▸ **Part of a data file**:
....................

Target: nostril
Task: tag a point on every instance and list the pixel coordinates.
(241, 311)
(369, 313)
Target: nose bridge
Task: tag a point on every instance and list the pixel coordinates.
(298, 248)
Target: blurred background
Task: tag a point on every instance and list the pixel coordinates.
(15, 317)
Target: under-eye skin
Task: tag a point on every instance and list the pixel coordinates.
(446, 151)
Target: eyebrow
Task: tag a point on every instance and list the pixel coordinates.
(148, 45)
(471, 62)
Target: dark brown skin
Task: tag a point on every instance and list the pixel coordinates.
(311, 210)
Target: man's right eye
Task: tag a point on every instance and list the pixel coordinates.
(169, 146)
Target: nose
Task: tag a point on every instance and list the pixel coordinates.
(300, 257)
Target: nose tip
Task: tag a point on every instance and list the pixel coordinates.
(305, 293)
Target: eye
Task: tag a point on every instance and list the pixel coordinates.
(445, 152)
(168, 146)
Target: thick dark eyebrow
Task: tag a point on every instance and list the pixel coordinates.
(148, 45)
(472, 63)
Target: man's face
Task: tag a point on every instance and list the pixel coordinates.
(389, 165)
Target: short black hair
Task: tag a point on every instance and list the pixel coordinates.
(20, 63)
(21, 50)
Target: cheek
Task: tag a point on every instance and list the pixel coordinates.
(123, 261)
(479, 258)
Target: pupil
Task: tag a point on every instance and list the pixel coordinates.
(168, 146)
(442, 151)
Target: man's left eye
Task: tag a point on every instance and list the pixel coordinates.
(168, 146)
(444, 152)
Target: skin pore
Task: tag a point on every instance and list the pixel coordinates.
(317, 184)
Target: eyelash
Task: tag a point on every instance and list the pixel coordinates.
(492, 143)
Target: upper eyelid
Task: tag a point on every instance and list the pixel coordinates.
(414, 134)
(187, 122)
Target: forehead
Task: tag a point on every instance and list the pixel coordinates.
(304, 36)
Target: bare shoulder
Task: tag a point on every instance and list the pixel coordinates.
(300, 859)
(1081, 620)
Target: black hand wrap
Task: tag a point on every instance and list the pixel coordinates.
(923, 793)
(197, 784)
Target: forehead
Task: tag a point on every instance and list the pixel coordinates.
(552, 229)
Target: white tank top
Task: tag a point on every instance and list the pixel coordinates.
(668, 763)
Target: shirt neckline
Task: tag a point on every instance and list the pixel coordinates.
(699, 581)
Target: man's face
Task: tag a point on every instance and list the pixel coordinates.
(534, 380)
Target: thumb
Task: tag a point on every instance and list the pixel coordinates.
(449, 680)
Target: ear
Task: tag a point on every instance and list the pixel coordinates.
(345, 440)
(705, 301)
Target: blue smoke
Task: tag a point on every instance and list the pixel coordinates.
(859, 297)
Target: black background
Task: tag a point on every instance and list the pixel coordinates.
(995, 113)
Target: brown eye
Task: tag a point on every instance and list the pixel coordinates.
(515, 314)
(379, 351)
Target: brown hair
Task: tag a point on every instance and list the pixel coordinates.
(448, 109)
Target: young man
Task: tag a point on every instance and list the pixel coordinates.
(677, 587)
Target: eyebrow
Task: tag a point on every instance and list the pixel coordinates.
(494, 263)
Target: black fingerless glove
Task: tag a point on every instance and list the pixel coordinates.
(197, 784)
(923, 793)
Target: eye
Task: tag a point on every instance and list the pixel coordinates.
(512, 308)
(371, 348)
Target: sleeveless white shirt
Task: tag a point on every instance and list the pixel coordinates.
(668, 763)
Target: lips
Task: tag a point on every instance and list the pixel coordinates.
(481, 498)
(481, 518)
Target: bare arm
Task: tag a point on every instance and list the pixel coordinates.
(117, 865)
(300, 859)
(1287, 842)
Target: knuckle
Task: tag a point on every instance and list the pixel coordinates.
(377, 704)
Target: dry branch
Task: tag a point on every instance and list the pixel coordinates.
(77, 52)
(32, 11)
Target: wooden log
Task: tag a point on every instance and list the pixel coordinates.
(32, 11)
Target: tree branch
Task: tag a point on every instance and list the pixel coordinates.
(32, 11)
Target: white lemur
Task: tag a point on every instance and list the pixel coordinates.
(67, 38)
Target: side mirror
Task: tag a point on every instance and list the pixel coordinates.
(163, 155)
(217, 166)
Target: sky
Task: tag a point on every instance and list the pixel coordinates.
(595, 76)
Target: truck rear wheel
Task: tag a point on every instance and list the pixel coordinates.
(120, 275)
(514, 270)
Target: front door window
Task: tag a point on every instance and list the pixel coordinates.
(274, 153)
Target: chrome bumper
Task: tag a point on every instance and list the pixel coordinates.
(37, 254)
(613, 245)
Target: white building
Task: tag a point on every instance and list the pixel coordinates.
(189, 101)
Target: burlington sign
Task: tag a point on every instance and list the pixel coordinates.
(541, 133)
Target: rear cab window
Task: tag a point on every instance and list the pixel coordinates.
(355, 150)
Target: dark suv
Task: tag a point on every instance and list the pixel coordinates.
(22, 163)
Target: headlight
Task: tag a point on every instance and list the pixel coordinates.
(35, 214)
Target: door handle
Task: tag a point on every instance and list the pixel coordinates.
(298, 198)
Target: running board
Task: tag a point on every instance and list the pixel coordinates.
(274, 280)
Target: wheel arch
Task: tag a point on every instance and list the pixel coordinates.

....................

▸ **The task**:
Retype nothing except the lines from the line holding "Target: side mirror" through the last line of the entries, both included.

▸ **Solved problem**:
Target: side mirror
Task: tag a point on every instance and list the pixel coordinates.
(163, 155)
(217, 166)
Target: sky
Task: tag a point on every instance and list the pixel coordinates.
(595, 76)
Target: truck rear wheel
Task: tag a point on every instance and list the pixel coordinates.
(120, 275)
(514, 270)
Target: front door window
Task: tag a point on every instance and list the pixel coordinates.
(274, 153)
Target: chrome bumper
Task: tag a point on every instance and list the pixel coordinates.
(37, 254)
(613, 245)
Target: white building
Task: tag a point on every instance and list the pixel coordinates.
(189, 101)
Target: burlington sign
Task: tag a point on every instance and list the pixel coordinates.
(541, 133)
Target: rear cab window
Task: tag a point on every instance and list the pixel coordinates.
(355, 150)
Target: dark suv
Task: tag a point on every instance and list the pixel coordinates.
(22, 163)
Target: headlight
Task: tag a point on every instance and list the pixel coordinates.
(35, 214)
Target: door handle
Task: tag a point on every instance and list the pixel coordinates.
(298, 198)
Target: running board
Task: tag a point on every instance and list the pixel coordinates.
(274, 280)
Target: wheel arch
Task: tag a point on every instance and list the pixel coordinates.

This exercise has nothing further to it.